**CHALLENGE**: Working from the line that contains "necklace, I would be grateful." to the final line, transcribe each line exactly. No pictures belong in the copy.
━━━
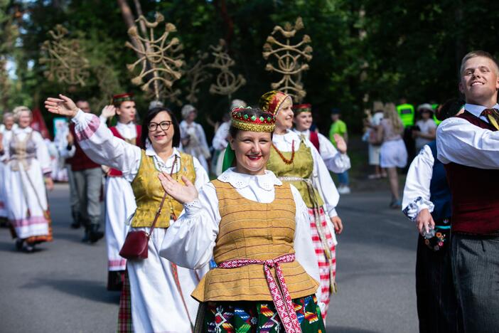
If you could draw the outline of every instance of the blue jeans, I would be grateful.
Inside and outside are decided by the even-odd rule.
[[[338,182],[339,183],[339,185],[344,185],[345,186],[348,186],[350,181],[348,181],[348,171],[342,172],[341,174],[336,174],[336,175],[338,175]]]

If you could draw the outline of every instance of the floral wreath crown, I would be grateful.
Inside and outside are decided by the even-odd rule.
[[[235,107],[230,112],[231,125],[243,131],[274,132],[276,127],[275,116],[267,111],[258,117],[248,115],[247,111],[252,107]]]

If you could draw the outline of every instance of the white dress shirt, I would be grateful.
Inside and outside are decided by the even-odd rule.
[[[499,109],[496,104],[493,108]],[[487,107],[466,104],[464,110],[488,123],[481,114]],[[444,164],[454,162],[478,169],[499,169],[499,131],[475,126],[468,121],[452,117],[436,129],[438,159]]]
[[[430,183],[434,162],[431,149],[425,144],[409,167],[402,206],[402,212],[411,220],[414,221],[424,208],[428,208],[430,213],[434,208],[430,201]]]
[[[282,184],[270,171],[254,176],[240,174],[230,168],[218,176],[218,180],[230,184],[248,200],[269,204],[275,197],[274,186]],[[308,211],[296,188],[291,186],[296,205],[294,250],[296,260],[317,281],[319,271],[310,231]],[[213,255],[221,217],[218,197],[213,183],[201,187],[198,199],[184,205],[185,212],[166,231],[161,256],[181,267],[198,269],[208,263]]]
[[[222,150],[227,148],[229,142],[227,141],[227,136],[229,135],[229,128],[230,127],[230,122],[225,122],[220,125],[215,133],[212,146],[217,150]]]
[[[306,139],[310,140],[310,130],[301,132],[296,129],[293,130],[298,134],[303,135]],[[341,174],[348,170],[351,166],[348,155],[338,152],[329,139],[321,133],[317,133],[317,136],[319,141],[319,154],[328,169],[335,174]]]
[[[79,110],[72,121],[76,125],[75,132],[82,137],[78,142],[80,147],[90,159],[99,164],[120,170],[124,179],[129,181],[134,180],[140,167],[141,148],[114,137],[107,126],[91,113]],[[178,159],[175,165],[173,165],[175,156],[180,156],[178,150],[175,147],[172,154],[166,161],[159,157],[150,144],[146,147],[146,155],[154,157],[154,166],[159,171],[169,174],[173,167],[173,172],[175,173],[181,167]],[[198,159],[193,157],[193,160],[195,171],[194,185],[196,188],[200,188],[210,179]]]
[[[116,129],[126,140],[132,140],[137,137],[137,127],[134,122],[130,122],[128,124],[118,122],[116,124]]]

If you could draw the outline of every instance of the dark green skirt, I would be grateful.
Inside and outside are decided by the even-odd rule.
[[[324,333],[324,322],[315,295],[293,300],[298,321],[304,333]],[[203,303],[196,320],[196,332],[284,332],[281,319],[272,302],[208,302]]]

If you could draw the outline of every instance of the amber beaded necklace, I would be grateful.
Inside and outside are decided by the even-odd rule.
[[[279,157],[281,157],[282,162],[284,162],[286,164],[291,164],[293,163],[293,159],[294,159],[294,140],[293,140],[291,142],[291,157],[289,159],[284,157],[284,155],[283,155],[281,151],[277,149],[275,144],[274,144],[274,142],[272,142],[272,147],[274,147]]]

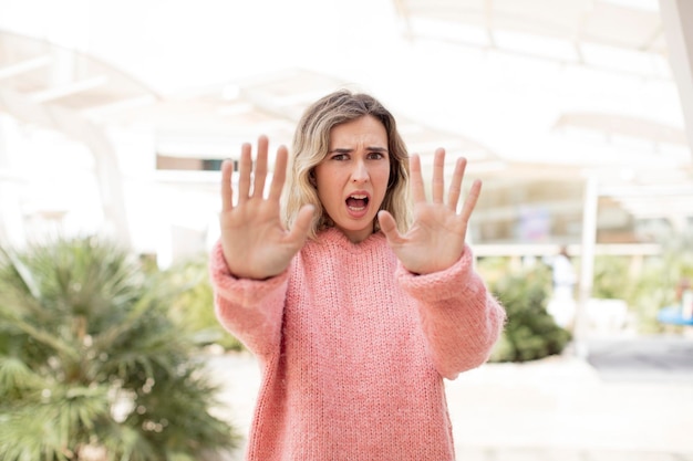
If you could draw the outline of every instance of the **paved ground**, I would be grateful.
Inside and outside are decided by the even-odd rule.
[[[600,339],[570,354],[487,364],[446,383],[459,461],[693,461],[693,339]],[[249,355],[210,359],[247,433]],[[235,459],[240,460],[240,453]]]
━━━
**FINAL ANSWER**:
If you could draw the outline of every instance of the amber beaded necklace, I would be grateful.
Inside and outside are decided by the even-odd rule.
[[[279,157],[281,157],[282,162],[284,162],[286,164],[291,164],[293,163],[293,159],[294,159],[294,140],[293,140],[291,142],[291,157],[289,159],[284,157],[284,155],[283,155],[281,151],[277,149],[275,144],[274,144],[274,142],[272,142],[272,147],[274,147]]]

If you could draw the outline of every instance of the **paved ground**, I would be grateful.
Inside and outside are decided by the even-odd rule.
[[[600,339],[570,354],[487,364],[446,383],[459,461],[693,461],[693,339]],[[249,355],[210,359],[247,433]],[[235,459],[240,460],[240,453]]]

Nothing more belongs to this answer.